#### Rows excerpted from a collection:
-.-.-

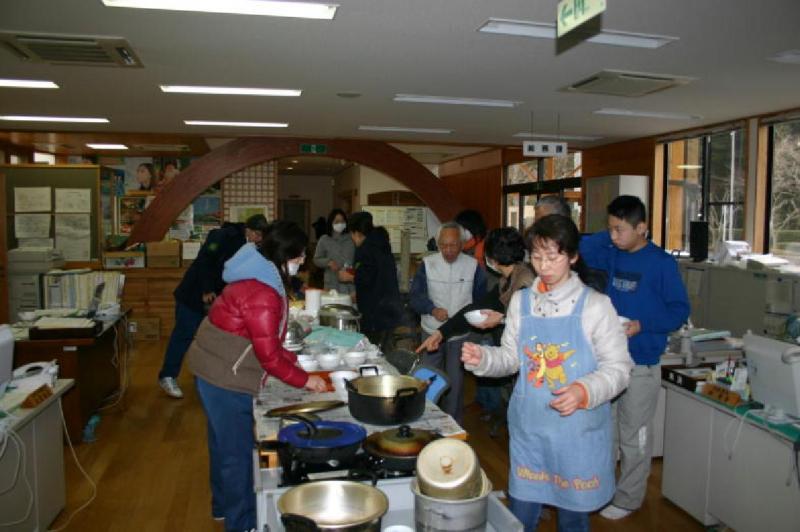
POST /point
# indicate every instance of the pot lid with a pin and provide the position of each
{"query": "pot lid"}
(322, 434)
(402, 441)
(447, 463)
(304, 408)
(335, 309)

-.-.-

Please switch every "pot lid" in the rows above to "saucepan lid" and keep everything else the same. Leave the pictures out of your answer.

POST /point
# indicate every instance of the saucepan lid with a pin and provide the position of each
{"query": "saucepan lid"}
(322, 434)
(402, 441)
(447, 463)
(304, 408)
(335, 309)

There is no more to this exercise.